**TASK DETAILS**. Every line of the listing below needs to be reproduced exactly.

[[ DATA FOR THIS TASK open ]]

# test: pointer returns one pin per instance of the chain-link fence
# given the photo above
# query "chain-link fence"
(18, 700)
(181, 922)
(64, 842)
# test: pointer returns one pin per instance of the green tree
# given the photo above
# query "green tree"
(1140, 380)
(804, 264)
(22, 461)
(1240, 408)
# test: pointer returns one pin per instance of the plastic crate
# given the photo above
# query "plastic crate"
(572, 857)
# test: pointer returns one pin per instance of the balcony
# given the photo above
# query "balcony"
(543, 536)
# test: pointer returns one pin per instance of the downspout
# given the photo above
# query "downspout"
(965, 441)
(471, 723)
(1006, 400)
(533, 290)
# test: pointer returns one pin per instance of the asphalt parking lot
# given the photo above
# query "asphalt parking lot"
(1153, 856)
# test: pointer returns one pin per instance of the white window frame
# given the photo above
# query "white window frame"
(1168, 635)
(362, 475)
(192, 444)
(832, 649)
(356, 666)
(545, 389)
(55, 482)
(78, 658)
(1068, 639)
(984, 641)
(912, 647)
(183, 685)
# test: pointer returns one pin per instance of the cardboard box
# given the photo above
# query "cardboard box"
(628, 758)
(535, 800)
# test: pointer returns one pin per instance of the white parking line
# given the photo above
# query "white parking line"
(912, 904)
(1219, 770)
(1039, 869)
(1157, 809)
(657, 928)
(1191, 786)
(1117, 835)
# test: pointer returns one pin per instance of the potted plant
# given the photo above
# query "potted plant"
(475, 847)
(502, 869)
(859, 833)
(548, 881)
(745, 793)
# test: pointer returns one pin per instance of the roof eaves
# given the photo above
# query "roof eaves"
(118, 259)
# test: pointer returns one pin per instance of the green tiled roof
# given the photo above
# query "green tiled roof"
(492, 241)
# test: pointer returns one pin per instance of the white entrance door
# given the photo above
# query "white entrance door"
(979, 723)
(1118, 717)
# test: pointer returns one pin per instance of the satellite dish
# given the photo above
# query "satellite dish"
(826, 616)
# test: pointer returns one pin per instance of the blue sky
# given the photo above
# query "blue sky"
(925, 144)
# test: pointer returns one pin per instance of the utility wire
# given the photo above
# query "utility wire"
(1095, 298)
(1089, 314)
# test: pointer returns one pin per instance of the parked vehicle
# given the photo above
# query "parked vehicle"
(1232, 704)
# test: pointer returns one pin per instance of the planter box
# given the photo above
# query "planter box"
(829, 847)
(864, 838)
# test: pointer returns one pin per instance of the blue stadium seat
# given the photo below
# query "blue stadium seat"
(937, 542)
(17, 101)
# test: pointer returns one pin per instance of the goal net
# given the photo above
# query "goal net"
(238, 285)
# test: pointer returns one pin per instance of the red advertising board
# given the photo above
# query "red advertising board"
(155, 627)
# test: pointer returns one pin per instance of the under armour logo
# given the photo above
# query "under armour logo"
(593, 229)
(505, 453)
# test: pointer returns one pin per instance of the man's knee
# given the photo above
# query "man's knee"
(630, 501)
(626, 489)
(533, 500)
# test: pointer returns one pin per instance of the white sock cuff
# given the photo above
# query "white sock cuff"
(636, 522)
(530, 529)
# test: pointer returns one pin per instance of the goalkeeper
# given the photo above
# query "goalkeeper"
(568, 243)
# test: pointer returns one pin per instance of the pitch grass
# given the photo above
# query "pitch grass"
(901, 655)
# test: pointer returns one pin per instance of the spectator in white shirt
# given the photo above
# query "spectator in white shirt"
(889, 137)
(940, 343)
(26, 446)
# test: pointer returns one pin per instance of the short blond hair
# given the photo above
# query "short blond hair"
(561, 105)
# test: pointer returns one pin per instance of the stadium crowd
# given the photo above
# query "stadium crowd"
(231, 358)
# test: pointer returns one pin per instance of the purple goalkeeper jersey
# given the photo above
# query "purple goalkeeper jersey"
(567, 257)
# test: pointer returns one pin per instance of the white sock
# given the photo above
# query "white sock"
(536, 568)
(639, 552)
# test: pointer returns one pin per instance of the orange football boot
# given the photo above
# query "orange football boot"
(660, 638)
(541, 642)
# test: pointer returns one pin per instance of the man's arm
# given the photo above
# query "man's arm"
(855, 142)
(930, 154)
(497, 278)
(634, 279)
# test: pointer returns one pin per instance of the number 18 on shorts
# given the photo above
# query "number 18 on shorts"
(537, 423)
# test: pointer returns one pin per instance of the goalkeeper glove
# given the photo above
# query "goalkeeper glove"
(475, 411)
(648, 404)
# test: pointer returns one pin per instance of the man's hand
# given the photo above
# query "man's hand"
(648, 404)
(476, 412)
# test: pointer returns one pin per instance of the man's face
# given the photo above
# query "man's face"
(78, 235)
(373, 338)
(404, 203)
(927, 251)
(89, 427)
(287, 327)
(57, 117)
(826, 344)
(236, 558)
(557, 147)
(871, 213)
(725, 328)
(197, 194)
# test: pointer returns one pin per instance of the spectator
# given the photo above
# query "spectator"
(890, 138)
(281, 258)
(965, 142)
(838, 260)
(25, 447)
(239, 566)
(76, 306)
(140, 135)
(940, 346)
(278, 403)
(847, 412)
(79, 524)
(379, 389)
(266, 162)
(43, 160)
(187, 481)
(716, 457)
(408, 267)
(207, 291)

[[ DATA FOR THIS TASK closed ]]

**SOLUTION TO THIS PROBLEM**.
# test: pointer returns one pin per instance of the chain-link fence
# given the photo above
# query "chain-link fence"
(18, 700)
(181, 922)
(64, 842)
# test: pointer returns one pin per instance of the green tree
# given the photo above
# query "green tree"
(1140, 380)
(804, 264)
(22, 461)
(1240, 408)
# test: pointer returns one pin per instance of the plastic crate
# given the photo above
# query "plastic crate"
(572, 857)
# test: pointer returns one pin per instance of the balcony
# given the photo above
# query "balcony"
(543, 536)
# test: pointer returns one pin per instance of the downspout
# given the photo above
# query "downspout"
(965, 441)
(471, 723)
(1006, 400)
(533, 290)
# test: pointer returns one pin per instance of the asphalt parking lot
# given the photo above
# query "asphalt parking lot"
(1153, 856)
# test: pointer returns one pin per instance of the white window frame
# given the photo above
# query "white window frame"
(1168, 635)
(362, 475)
(192, 444)
(832, 649)
(356, 666)
(545, 389)
(55, 482)
(78, 658)
(1068, 639)
(984, 641)
(912, 647)
(183, 685)
# test: pointer returns one pin per instance of the cardboard box
# given the photo above
# query "cardboard box"
(628, 758)
(535, 800)
# test: pointer returns one pin per instance of the white parking line
# given the photo above
# query "white parking line"
(912, 904)
(1219, 770)
(1039, 869)
(1157, 809)
(657, 928)
(1191, 786)
(1117, 835)
# test: pointer returns one pin per instance of the potted plant
# given the photo above
# query "potted plant"
(475, 847)
(502, 869)
(859, 833)
(548, 881)
(745, 793)
# test: pointer returns one pin per instance of the roof eaves
# given the photo above
# query "roof eaves"
(118, 259)
# test: pointer returns one pin per instance of the green tiled roof
# given the photo above
# query "green tiled roof"
(492, 241)
# test: pointer returns one pin per instance of the white entrance door
# given the photo above
# query "white entrance door"
(979, 723)
(1118, 717)
# test: pointer returns one pin per instance of the satellite dish
# given the photo above
# query "satellite dish"
(826, 616)
# test: pointer returns one pin per instance of the blue sky
# given the photo above
# query "blue sky"
(925, 144)
# test: pointer returns one pin per instance of the utility wire
# given the photo above
# query "utility wire"
(1095, 298)
(1089, 314)
# test: pointer returns one pin per instance of the parked vehicle
# given the photo above
# query "parked vehicle"
(1232, 704)
# test: pointer returns one pin per instance of the planter box
# given the photo above
# query "planter box"
(829, 847)
(864, 838)
# test: pointer returns one pin per instance of the blue stadium seat
# given the photo below
# query "blue stadium seat"
(937, 542)
(17, 101)
# test: pointer returns one pin per instance of the goal net
# given the photo above
# query "goal net"
(238, 285)
# test: pointer returns one pin per instance of the red advertising board
# given the photo above
# query "red advertising board"
(155, 627)
# test: pointer returns one pin per instance of the under armour logo
# given the photo above
# query "under armour logo"
(593, 229)
(505, 453)
# test: pointer returns one pin per instance of the man's knee
# given the photo above
# query "man's knee"
(630, 501)
(626, 489)
(533, 500)
# test: pointer returns one pin per instance of the white sock cuff
# given the photo above
# query "white sock cuff"
(636, 522)
(530, 529)
# test: pointer returns one pin per instance of the goalkeeper
# given the photo above
# query "goalkeeper"
(568, 243)
# test: pointer returns one pin per instance of the pitch grass
# given the photo above
# query "pitch grass"
(901, 655)
# test: pointer returns one pin per instance of the spectator in white shirt
# given the photo above
# query "spectator in white shirt"
(889, 137)
(940, 343)
(26, 446)
# test: pointer returns one pin per instance of the short blond hair
# given the photo above
# query "short blond hair"
(561, 105)
# test: pointer returns one pin per instance of the stadium crowd
# given the photo above
# query "stadium crowd"
(231, 358)
# test: pointer returns one pin per instance of the purple goalkeeper jersey
# given the photo above
# query "purple goalkeeper jersey"
(567, 257)
# test: pointer returns one pin per instance of the white sock
# given the photo above
# query "white sock"
(536, 568)
(639, 552)
# test: pointer returns one pin per instance of the orange football boot
# given the photo above
# query "orange football boot"
(660, 638)
(541, 642)
# test: pointer returns one pin per instance of the man's arm
# given the photo above
# query "man's arm"
(855, 142)
(930, 154)
(497, 278)
(634, 279)
# test: pointer returns one pin per instance of the number 18 on shorts
# given the photo above
# query "number 18 on shorts"
(537, 423)
# test: pointer returns one pin per instance of the goalkeeper glove
# given the photo above
# query "goalkeeper glove"
(475, 411)
(648, 404)
# test: pointer returns one pin per instance of the man's hand
# given the photo above
# query "man's hand"
(648, 404)
(476, 412)
# test: pointer returns one pin per instance of the man's face
# given the photo above
# query "man's face"
(78, 235)
(373, 338)
(404, 203)
(927, 251)
(89, 427)
(287, 327)
(57, 117)
(826, 344)
(236, 558)
(557, 147)
(871, 213)
(725, 328)
(197, 194)
# test: pointer returns one pin per instance of the spectator
# given the photo above
# query "spectator"
(890, 138)
(281, 258)
(965, 142)
(838, 260)
(25, 447)
(239, 566)
(76, 306)
(140, 135)
(940, 346)
(278, 403)
(847, 412)
(79, 524)
(379, 389)
(266, 162)
(43, 160)
(187, 481)
(716, 457)
(408, 267)
(207, 291)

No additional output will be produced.